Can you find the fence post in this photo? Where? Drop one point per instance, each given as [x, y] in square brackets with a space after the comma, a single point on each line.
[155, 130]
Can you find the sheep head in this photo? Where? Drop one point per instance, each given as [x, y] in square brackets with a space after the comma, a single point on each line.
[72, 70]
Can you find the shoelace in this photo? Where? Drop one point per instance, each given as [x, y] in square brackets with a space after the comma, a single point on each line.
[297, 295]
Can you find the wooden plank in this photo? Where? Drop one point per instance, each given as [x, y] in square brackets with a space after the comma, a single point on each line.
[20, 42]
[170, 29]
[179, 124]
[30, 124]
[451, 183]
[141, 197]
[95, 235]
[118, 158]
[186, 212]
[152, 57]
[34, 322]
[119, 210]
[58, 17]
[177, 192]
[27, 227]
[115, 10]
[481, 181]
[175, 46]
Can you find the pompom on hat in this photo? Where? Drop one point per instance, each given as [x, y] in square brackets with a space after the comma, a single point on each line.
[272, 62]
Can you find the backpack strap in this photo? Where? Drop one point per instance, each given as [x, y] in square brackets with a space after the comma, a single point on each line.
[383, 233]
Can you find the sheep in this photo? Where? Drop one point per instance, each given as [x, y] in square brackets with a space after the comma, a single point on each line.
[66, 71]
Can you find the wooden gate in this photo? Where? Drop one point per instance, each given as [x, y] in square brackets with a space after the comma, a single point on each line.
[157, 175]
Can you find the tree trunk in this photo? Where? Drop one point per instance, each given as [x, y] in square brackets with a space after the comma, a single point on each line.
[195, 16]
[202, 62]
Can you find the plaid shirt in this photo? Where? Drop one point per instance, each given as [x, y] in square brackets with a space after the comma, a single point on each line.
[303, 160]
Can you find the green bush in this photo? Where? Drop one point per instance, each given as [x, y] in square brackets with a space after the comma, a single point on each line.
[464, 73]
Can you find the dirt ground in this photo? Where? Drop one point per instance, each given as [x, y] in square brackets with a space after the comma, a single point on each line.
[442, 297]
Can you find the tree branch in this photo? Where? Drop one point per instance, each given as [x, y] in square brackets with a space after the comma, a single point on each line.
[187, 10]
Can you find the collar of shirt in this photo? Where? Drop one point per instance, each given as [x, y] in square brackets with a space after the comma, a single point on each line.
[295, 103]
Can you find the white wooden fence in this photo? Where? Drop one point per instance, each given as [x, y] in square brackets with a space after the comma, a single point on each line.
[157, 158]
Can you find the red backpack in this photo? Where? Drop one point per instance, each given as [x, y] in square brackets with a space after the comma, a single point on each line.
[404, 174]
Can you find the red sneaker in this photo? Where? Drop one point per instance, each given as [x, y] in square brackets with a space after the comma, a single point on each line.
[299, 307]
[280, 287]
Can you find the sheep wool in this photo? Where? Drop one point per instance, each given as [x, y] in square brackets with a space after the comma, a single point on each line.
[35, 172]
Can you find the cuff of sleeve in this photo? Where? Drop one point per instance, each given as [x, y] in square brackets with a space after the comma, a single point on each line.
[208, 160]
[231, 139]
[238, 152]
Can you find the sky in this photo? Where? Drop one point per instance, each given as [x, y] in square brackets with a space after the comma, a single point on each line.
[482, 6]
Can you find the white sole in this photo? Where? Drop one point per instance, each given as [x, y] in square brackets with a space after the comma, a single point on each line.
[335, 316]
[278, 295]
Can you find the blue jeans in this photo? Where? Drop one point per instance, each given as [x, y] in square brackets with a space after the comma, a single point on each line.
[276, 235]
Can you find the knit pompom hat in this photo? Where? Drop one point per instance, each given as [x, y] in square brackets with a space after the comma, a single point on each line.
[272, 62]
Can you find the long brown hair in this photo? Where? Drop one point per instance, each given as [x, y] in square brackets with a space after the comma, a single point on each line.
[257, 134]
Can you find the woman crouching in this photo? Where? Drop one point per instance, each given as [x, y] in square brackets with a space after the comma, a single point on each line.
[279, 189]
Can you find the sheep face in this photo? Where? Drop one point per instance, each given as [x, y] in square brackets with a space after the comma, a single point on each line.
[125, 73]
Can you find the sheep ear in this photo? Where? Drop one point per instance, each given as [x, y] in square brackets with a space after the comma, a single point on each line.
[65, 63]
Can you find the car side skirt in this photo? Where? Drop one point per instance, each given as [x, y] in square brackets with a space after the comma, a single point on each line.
+ + +
Task:
Give back exactly the lines from the line containing "Can you find the woman" to the end of the entries, and no other lines.

Complete response:
Can you find the woman crouching in this photo? Where? Drop one point per instance, each given as [x, y] in square brackets with a space after the comma, a single point on each line.
[279, 189]
Can you find the sheep face in this photo? Where? Drop one point per instance, each given as [x, y] in square brackets with a space after the comma, a single point on each line.
[125, 73]
Can you find the sheep ear in this photo? Where? Drop one point per instance, each given as [x, y] in square brackets with a space after the comma, a single point on each line.
[65, 63]
Can you find the car side skirt in this photo? Where? Drop one point per instance, each given as [x, y] in square brackets with a space after the comma, a single point on each line.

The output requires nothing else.